** BEGIN Text passage **
Optimization Design of Transmission Housing Stiffener Based on Fem

Abstract

Reasonable arrangement of stiffeners is of great significance for improving the strength and stiffness of the transmission housing. Taking the transmission housing of passenger car as the research object, the strength and stiffness of the transmission housing were predicted by finite element method (FEM), and the rationality of stiffener arrangement was evaluated. Then the mechanical analysis of unreasonable stiffener was carried out, and specific optimization measures were put forward from the position, direction, quantity and size of stiffener, so as to improve the mechanical properties of the transmission housing. Finally, the finite element analysis and experimental verification of the optimization scheme were carried out. The results show that compared with the original scheme of the transmission housing, the strength of the optimization scheme is increased by more than 26%, the stiffness is equivalent, and the structure does not have the risk of cracking and resonance. The optimization scheme had passed the bench strength test, which verified that the proposed stiffener optimization measures are effective, and the stiffener optimization measures have certain engineering reference value.

1 Introduction

As an important support part, the transmission housing should have enough strength and stiffness to resist the gear meshing force caused by engine torque and the transmission inertia force caused by uneven road, so as to support and protect the gear mechanism and ensure the normal operation of the transmission. The strength and stiffness of the transmission housing are not only related to the material type, such as cast iron, cast aluminium, etc., but also related to the important characteristic structure of the stiffener. The stiffener improves the structural strength and stiffness by changing the load path of the housing and improving the local stiffness of the housing.

Transmission housing is a complex spatial structure. At present, there are two main methods to arrange the stiffeners. The first method is to arrange the stiffeners according to the magnitude and direction of the bearing holes and in combination with engineering experience. For example, Yang Luyi mentioned some case design experience [1], including the layout experience and method of stiffeners. Deng Xiaomei and others put forward more detailed design principles of stiffeners [2]; Song Jinggui and others gave the structural dimension principle of stiffeners [3]; The second is to optimize the conceptual layout of stiffeners by using topology optimization method, and then lay out the stiffeners in detail based on the optimization results, such as Xu Yan and others applied the element strain energy sensitivity to optimize the stiffener layout of the truck transmission housing [4]; Zhu Jianfeng and others applied the variable density method to optimize the overall structure design of the housing and the layout of stiffeners [5]. The first method is widely used.
** END Text passage **
** BEGIN Data rows **
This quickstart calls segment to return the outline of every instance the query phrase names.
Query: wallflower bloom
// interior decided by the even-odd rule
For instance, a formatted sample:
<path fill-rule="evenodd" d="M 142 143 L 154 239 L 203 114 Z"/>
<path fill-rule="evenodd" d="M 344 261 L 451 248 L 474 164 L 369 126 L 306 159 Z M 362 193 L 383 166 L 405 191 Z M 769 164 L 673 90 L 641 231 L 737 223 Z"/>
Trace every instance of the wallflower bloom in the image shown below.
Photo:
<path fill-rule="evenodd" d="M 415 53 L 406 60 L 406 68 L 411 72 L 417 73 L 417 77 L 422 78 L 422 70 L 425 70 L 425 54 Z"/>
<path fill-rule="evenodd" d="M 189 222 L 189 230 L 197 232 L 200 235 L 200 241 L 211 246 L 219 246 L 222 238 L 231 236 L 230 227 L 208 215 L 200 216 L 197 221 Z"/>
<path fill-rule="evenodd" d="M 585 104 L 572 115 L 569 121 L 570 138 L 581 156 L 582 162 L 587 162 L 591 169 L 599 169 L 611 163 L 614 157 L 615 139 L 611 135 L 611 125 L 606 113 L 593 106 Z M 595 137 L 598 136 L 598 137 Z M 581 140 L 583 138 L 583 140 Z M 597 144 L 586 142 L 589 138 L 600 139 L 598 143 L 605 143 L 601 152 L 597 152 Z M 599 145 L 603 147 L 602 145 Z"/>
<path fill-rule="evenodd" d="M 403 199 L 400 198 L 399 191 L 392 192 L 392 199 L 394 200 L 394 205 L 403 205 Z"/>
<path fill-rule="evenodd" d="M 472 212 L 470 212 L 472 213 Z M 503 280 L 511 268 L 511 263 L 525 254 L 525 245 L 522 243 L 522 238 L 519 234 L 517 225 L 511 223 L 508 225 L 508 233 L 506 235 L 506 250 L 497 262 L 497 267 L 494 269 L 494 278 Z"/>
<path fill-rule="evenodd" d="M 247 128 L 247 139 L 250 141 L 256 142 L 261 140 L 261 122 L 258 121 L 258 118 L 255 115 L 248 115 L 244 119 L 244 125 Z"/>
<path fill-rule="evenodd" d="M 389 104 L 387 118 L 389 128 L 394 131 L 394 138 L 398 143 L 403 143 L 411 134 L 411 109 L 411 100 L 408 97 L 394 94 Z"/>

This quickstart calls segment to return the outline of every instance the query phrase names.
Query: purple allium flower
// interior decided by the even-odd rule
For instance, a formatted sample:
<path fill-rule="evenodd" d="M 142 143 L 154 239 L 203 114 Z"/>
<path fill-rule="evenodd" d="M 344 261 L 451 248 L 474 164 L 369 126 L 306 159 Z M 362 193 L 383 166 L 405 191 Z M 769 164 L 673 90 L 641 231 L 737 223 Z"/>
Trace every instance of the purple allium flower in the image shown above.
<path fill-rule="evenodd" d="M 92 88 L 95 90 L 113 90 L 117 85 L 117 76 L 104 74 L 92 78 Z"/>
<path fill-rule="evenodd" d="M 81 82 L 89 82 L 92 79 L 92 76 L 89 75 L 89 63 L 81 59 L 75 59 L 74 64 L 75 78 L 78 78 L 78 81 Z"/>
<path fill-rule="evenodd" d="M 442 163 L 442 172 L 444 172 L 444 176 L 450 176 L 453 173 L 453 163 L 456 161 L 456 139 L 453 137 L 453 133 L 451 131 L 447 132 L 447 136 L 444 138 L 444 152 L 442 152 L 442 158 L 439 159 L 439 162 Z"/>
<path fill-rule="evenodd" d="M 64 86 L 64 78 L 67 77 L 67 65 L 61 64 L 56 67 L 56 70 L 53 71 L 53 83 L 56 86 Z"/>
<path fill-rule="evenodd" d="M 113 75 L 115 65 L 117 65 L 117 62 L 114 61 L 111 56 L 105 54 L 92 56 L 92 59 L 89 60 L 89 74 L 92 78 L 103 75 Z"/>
** END Data rows **
## Work instructions:
Please reproduce the passage on transmission housing stiffeners word for word, starting at "As an important" and ending at "of the housing.".

## Written solution:
As an important support part, the transmission housing should have enough strength and stiffness to resist the gear meshing force caused by engine torque and the transmission inertia force caused by uneven road, so as to support and protect the gear mechanism and ensure the normal operation of the transmission. The strength and stiffness of the transmission housing are not only related to the material type, such as cast iron, cast aluminium, etc., but also related to the important characteristic structure of the stiffener. The stiffener improves the structural strength and stiffness by changing the load path of the housing and improving the local stiffness of the housing.